A ideia partiu da promotora de Justiça da Infância e da Juventude Cinara Vianna Dutra Braga. Procurada por uma entidade que relatou aumento dos casos de gravidez entre as adolescentes em situação de vulnerabilidade social, ela resolveu intervir, buscando ampliar a gama de possibilidades de contracepção ofertada às abrigadas. Para isso, foi atrás da gigante de medicamentos Bayer S/A, que produz um tipo de Dispositivo Intra Uterino (DIU) que não é ofertado pelo SUS, e relatou o problema. A empresa dispôs-se a doar, no mínimo, 60 dispositivos e treinar funcionários dos dois hospitais para realizar o implante, que libera um hormônio que impede a fecundação e tem duração de cinco anos.
A alternativa foi apresentada à Secretaria Municipal de Saúde que, no começo de junho, assinou um termo de cooperação com o MP, os dois hospitais e a empresa para que as meninas que manifestassem interesse em utilizar o método, depois de passar por exames e devidamente autorizadas, tivessem acesso a ele. Segundo o Hospital Materno Infantil Presidente Vargas, 19 adolescentes estão inscritas para a colocação do DIU medicado e devem passar por exames para avaliar se o método se adequa às suas necessidades.
Para entidades relacionadas à área da saúde, porém, a questão não é tão simples. Em 2016, uma comissão do SUS que avalia a inclusão de novos medicamentos no sistema de saúde rejeitou a medicação hoje ofertada às adolescentes em Porto Alegre. O grupo entendeu que o implante não tinha comprovada "superioridade em relação ao DIU com cobre, já disponibilizado no SUS". Em uma carta assinada por oito instituições, além de questionar a opção do MP por um método cuja utilização na saúde pública não é consenso, e quais seriam os interesses da empresa na doação dos implantes, o Conselho Municipal de Saúde atenta para o fato de o assunto não ter sido debatido nem passado pela apreciação do órgão, que soube do acordo através de denúncia.
— Escolhi a Bayer por que é a única empresa brasileira que produz esse tipo de contraceptivo, o DIU com hormônio. O MP tem atribuição constitucional para efetivar as políticas públicas que foram debatidas pelo conselho. Tão somente buscou que essa política dê acesso a todos os meios contraceptivos e reuniu quem precisava reunir para efetivar essa política — disse a promotora de Justiça da Infância e da Juventude.
Conforme Cinara, não foram realizadas reuniões para discutir o assunto porque a política de atendimento às abrigadas já prevê o acesso a métodos contraceptivos. No entendimento do município, a questão também está resolvida. A diretora do Hospital Presidente Vargas, Adriani Galão, diz que o método é amplamente "difundido, adequado e seguro para evitar uma gestação", e não apresenta risco às adolescentes.
— É um projeto bastante bonito, porque a gente tem muita preocupação com a gestação na adolescência. E essa é uma oportunidade de oferecer métodos que são utilizados na rede privada a meninas que estão em situação de extrema vulnerabilidade — defende a gestora.
Conforme a diretora do Presidente Vargas, as adolescentes que desejarem retirar o dispositivo medicado antes do período de cinco anos poderão fazer isso a qualquer momento em um posto de saúde — Adriani garante que as informações sobre as pacientes serão mantidas em sigilo. O documento firmado entre a empresa, o município, os hospitais e o MP não prevê de repasse de verba para nenhuma das partes. O texto destaca, ainda, que a Bayer S/A não terá acesso ao prontuário das adolescentes nem a seus dados pessoais.

Dados salvos

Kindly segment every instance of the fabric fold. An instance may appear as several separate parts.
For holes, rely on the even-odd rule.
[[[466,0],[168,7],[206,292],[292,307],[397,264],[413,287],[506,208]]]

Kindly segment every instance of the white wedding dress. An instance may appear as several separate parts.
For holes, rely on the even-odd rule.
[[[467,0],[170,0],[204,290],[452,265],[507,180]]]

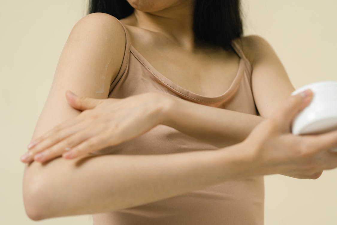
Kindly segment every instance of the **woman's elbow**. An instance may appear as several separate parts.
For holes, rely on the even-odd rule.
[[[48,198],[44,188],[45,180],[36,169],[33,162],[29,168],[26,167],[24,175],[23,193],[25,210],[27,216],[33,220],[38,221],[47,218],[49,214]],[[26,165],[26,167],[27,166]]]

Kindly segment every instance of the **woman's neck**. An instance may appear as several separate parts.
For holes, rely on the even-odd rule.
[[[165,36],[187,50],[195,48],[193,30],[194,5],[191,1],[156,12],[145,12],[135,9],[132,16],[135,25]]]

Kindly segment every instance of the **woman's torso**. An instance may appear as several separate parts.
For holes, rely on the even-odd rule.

**EXERCÍCIO**
No texto sobre o DIU para adolescentes abrigadas, comece nas palavras "Conforme Cinara, não" e pare depois de "risco às adolescentes.". Reescreva esse trecho, por favor, trocando "seguro" por "confiável".

**RESOLUÇÃO**
Conforme Cinara, não foram realizadas reuniões para discutir o assunto porque a política de atendimento às abrigadas já prevê o acesso a métodos contraceptivos. No entendimento do município, a questão também está resolvida. A diretora do Hospital Presidente Vargas, Adriani Galão, diz que o método é amplamente "difundido, adequado e confiável para evitar uma gestação", e não apresenta risco às adolescentes.